« L’association, un creuset politique »
« Pour nous au CAC, l’association est politique… » Voici comment commence l’intervention prononcée par Marianne Langlet invitée aux Amfis 2022 à Valence au débat mené avec le député LFI, Carlos Martens Bilongo et l’ancien président du Secours populaire, Richard Béninger, intitulé : « Engagements associatifs, engagements politiques, quel avenir en commun ? » Politique, c’est à dire ? Voici le texte du débat, n’hésitez-pas à nous faire vos retours !
« Pour nous, l’association est politique. Nous, c’est le Collectif des associations citoyennes : 2.500 associations dont 150 réseaux nationaux qui se reconnaissent dans une vision commune du monde associatif et défendent l’importance du fait associatif pour une démocratie.
Pour nous, les associations sont politiques, elles sont partie prenante de la vie de la cité, elles sont des lieux d’émancipation, de débat, d’éducation populaire, de confrontations et de partages, de lutte collective, de création de droits et de savoirs issus de l’expérience et à ce titre des lieux citoyens de création politique, des creusets pour expérimenter de futures politiques publiques.
S’il ne fallait prendre qu’un seul exemple parmi de nombreux autres, nous pourrions prendre celui de la proposition de sécurité sociale de l’alimentation portée depuis plusieurs années par un collectif qui réunit acteurs associatifs et chercheurs.
C’est une proposition solide d’alternative à notre système d’aide alimentaire actuelle qui est non seulement très stigmatisant et avec des systèmes de contrôle souvent dégradant mais permet également au système agro-industriel d’écouler sa surproduction, voire de la rendre rentable puisque le surplus qu’elle donne à l’aide alimentaire lui permet de défiscaliser à hauteur de 60% de la valeur du don.

* [EXTRAITS DE DONNÉES]:
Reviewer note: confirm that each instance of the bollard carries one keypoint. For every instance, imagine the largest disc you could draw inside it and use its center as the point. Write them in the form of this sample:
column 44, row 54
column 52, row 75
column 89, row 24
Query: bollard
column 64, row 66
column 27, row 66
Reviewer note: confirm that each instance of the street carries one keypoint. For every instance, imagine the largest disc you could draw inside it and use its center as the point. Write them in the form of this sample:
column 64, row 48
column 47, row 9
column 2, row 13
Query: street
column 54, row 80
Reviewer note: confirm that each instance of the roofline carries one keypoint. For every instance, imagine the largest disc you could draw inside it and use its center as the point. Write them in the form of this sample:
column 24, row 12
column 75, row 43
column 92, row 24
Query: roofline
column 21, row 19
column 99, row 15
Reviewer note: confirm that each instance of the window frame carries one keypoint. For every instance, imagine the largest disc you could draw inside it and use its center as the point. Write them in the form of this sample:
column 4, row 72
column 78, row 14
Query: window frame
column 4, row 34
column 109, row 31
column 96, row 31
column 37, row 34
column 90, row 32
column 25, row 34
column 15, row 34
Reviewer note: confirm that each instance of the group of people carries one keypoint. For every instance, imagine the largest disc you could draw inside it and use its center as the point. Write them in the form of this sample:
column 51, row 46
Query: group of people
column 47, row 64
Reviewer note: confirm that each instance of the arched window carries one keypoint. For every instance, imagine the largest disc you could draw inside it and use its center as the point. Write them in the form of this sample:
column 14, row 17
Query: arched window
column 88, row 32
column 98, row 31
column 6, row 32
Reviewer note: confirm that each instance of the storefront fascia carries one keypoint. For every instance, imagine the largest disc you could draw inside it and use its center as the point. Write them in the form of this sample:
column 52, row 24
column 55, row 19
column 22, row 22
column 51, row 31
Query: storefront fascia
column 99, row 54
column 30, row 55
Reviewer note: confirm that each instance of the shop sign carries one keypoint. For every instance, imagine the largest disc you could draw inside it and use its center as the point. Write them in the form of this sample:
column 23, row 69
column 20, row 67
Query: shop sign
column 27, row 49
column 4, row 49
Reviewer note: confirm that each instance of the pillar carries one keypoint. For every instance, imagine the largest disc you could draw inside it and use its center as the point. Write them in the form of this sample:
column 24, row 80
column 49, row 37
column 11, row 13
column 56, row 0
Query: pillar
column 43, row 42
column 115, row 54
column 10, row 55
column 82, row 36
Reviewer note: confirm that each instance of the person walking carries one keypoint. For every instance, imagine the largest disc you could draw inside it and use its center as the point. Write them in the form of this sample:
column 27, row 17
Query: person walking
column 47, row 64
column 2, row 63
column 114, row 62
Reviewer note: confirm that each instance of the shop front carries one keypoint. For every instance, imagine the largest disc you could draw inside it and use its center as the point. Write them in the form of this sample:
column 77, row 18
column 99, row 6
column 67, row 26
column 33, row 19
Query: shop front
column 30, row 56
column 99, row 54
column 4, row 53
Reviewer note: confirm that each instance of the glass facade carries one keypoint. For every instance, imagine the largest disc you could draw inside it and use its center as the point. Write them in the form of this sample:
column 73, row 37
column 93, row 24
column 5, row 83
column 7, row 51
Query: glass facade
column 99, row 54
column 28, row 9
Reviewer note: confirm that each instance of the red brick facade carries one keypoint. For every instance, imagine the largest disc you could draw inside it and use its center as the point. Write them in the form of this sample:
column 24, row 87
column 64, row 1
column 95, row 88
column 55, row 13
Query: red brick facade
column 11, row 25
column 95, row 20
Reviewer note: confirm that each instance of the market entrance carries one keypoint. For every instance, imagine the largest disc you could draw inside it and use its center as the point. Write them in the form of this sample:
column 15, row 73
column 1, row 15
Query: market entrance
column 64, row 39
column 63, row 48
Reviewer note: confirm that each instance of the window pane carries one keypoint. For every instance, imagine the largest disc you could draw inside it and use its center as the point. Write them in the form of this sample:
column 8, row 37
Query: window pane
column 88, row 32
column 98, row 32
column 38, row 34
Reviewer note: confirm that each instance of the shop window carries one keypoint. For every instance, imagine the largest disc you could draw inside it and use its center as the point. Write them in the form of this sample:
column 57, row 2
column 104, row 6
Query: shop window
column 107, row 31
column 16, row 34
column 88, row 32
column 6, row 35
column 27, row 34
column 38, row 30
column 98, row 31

* [CONSIGNES DE TRAVAIL]:
A. Selon l'extrait du document, combien d'associations le Collectif des associations citoyennes regroupe-t-il ?
B. Recopiez l'extrait du document à partir de « C’est une proposition » jusqu'à « valeur du don. » inclus.
Les entrées ne jouent aucun rôle dans ce travail.

* [EXERCICES CORRIGÉS]:
A. Il regroupe 2.500 associations, dont 150 réseaux nationaux.

B.
C’est une proposition solide d’alternative à notre système d’aide alimentaire actuelle qui est non seulement très stigmatisant et avec des systèmes de contrôle souvent dégradant mais permet également au système agro-industriel d’écouler sa surproduction, voire de la rendre rentable puisque le surplus qu’elle donne à l’aide alimentaire lui permet de défiscaliser à hauteur de 60% de la valeur du don.